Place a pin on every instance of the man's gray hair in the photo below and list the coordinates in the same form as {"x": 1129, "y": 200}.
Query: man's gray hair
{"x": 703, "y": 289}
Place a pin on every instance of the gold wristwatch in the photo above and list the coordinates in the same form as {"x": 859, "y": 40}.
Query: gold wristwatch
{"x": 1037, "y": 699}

·····

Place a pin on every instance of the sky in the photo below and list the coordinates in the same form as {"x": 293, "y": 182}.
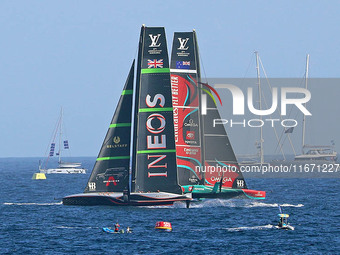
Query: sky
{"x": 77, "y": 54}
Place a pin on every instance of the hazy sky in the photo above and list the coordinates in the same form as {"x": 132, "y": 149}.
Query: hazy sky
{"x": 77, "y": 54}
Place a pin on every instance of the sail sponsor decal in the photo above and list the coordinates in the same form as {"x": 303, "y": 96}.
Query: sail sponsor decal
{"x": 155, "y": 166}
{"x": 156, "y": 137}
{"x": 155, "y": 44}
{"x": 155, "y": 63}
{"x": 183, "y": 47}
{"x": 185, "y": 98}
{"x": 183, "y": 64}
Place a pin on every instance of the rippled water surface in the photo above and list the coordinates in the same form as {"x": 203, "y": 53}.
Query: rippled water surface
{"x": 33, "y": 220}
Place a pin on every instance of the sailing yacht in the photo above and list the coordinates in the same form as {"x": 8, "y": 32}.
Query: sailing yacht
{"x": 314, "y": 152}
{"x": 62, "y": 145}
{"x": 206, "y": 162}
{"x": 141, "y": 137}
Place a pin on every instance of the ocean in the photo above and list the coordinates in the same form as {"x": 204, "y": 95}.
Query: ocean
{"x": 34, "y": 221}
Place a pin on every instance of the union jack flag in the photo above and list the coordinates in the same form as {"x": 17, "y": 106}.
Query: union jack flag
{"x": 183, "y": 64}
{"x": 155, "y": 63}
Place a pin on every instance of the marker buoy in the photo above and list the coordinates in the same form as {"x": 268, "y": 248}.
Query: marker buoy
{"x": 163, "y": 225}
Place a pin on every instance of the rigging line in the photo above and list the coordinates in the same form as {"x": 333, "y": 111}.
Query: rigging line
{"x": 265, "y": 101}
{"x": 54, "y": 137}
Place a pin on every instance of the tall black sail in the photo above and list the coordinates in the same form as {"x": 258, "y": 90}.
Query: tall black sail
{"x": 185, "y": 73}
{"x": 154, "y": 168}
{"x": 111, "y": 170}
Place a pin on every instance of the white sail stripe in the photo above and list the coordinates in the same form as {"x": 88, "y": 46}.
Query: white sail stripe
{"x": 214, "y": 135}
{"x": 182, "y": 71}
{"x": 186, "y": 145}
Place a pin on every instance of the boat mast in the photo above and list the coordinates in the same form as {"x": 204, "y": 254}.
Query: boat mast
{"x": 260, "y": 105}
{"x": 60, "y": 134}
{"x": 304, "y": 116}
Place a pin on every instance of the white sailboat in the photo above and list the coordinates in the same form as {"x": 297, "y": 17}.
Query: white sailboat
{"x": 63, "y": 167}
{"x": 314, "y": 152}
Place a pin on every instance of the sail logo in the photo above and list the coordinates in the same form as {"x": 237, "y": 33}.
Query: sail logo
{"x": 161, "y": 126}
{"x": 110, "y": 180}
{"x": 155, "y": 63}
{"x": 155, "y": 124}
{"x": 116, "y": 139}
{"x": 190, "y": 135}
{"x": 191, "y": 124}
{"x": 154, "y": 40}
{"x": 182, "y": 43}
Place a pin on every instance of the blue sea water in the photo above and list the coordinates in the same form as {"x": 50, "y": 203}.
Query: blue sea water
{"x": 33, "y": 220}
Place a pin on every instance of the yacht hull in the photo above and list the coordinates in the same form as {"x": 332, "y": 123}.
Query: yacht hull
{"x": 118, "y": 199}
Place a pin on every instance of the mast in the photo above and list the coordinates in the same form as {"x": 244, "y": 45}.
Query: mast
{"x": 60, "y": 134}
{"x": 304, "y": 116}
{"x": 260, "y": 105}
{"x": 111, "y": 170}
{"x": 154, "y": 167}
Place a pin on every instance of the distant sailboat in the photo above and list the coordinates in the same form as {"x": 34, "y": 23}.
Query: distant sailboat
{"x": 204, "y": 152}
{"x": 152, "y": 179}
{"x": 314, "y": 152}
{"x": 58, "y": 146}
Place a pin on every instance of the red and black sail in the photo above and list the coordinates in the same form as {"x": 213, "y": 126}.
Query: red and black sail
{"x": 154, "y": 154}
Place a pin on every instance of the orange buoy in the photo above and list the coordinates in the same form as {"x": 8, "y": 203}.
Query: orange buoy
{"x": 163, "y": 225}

·····

- **Exercise aim**: In the entries above, some lines hold the string "below". Copy each of them.

- **Expected answer**:
Place a pin on every instance of the man's gray hair in the photo below and list the coordinates in the same form as {"x": 1129, "y": 200}.
Place a pin on every instance of the sky in the photo below and list the coordinates in the same form as {"x": 293, "y": 182}.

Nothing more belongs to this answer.